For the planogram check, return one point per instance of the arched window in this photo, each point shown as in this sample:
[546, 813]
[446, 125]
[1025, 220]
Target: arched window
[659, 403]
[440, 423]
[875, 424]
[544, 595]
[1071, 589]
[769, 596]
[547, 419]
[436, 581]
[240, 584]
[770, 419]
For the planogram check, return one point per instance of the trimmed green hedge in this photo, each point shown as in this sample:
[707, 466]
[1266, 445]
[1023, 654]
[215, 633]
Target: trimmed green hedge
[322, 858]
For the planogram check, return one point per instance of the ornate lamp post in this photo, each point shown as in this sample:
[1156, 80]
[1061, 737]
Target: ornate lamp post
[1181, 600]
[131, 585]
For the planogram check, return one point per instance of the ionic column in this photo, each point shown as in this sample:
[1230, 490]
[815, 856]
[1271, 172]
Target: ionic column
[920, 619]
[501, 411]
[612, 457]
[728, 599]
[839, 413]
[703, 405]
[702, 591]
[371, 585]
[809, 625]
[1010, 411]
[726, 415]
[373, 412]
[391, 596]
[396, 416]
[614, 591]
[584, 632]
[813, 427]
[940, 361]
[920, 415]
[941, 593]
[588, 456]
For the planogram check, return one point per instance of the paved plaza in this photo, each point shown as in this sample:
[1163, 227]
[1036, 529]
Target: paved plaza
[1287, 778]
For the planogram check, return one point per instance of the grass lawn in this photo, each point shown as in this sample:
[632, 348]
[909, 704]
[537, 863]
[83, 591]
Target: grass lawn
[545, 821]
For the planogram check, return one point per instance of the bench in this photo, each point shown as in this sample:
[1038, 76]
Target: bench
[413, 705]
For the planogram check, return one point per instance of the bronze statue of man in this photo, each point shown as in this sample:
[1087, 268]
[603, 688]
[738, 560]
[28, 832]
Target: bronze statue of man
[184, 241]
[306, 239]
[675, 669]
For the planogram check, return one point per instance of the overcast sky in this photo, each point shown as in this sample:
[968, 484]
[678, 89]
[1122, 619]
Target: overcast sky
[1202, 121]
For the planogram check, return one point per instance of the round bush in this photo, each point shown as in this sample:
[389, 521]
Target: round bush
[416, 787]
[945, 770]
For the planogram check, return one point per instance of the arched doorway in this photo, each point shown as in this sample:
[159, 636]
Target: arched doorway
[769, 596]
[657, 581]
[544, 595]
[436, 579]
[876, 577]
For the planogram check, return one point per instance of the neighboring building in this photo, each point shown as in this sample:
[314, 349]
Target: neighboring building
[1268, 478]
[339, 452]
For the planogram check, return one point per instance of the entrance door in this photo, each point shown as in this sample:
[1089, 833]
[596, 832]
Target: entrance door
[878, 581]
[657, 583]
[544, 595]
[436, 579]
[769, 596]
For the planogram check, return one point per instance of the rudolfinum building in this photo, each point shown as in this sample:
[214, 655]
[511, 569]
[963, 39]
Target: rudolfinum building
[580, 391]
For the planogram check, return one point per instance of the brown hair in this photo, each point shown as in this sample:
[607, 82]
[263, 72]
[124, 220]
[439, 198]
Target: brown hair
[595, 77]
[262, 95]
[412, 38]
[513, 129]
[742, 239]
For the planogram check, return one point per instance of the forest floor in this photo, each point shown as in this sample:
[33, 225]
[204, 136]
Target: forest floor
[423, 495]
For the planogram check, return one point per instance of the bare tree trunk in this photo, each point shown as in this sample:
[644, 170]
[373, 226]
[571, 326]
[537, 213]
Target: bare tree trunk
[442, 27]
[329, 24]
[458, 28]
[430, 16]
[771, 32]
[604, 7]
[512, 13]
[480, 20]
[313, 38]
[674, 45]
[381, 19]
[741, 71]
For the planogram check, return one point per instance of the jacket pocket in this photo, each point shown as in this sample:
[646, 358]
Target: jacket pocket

---------------

### ASSIGNMENT
Now repeat the data exactly, keeping every line.

### ANSWER BOX
For the planogram check, return one point per instance of the arched window in this photo, each point shown as in this sample:
[546, 813]
[446, 125]
[1025, 220]
Target: arched window
[659, 403]
[440, 423]
[875, 424]
[544, 595]
[1071, 589]
[769, 596]
[547, 419]
[436, 581]
[240, 584]
[770, 419]
For the planogram check, return one point per instance of the trimmed green hedge in this photo, each point shown as in this sample:
[707, 466]
[1266, 445]
[1023, 654]
[215, 633]
Target: trimmed green hedge
[322, 858]
For the planogram check, return one point per instance of the ornate lamp post in this photo, each point shown as in this sample:
[1156, 80]
[1061, 737]
Target: ornate lamp post
[1181, 600]
[131, 585]
For the planogram check, return one point per instance of the ionic column in this photo, each point shown as in this sample:
[1230, 490]
[815, 856]
[1271, 172]
Target: ionic column
[920, 619]
[501, 411]
[612, 457]
[728, 599]
[839, 413]
[703, 405]
[702, 591]
[371, 585]
[809, 625]
[1010, 411]
[726, 415]
[373, 412]
[391, 596]
[396, 416]
[614, 591]
[584, 632]
[813, 427]
[940, 361]
[920, 415]
[941, 593]
[588, 456]
For the planogram check, return one point per instance of the paved plaza in this photo, each point shown as in this sample:
[1163, 227]
[1036, 529]
Target: paved plaza
[1287, 778]
For the planogram check, return one point per instance of the grass lawn in this photo, each point shown as in this sample:
[632, 348]
[909, 704]
[537, 863]
[83, 591]
Target: grass lawn
[545, 821]
For the planogram check, return one point per instance of the bench in this photo, each point shown as in this sample:
[1038, 76]
Target: bench
[413, 705]
For the planogram check, return one point per instance of the bronze statue of man in this photo, each point shown as in this sample:
[1087, 268]
[603, 688]
[738, 560]
[28, 832]
Target: bronze statue of man
[184, 241]
[306, 239]
[675, 669]
For the planogram check, return one point per instance of the overcast sky in this photo, each point shown as in this sample:
[968, 484]
[678, 89]
[1122, 619]
Target: overcast sky
[1202, 121]
For the planogram check, return one point per instance of the round bush in this photo, each point shown as in this sample:
[389, 521]
Target: round bush
[416, 787]
[945, 770]
For the planogram check, return one point per instance of the arched doorway in this photo, each point shown as in this sample:
[159, 636]
Target: arched doorway
[769, 596]
[657, 581]
[544, 595]
[436, 579]
[876, 577]
For the planogram check, return one point per instance of the neighboring building in this photo, each point shown as in this sample:
[314, 349]
Target: neighboring building
[1268, 478]
[339, 452]
For the planogram check, return one point per instance of the entrance door in this photo, each point shown as in this sample:
[1089, 833]
[596, 832]
Target: entrance door
[878, 581]
[657, 583]
[544, 595]
[436, 579]
[769, 596]
For the planogram check, return one point per instance of the rudolfinum building in this photo, each point shown as in this sample:
[214, 655]
[511, 569]
[963, 39]
Target: rudolfinum building
[580, 391]
For the planogram check, return one point per instance of the brown hair in this photo, each point shown as in this sample:
[607, 82]
[263, 72]
[124, 220]
[439, 198]
Target: brown hair
[595, 77]
[262, 95]
[412, 38]
[513, 129]
[742, 239]
For the planogram check, return one point per instance of the forest floor in this photo, each point shown as in this sample:
[33, 225]
[204, 136]
Target: forest floor
[423, 495]
For the planogram check, return one point per instance of the bare tree trunk in this photo, each point shown as in this sample:
[644, 170]
[373, 226]
[571, 326]
[537, 213]
Target: bare tree trunk
[442, 27]
[329, 24]
[458, 28]
[430, 16]
[771, 32]
[604, 7]
[512, 13]
[480, 20]
[313, 38]
[674, 45]
[381, 19]
[741, 71]
For the planogram check, return one point per instance of the jacket pocket in this photo, each point shown as in this sample:
[646, 358]
Target: jacket pocket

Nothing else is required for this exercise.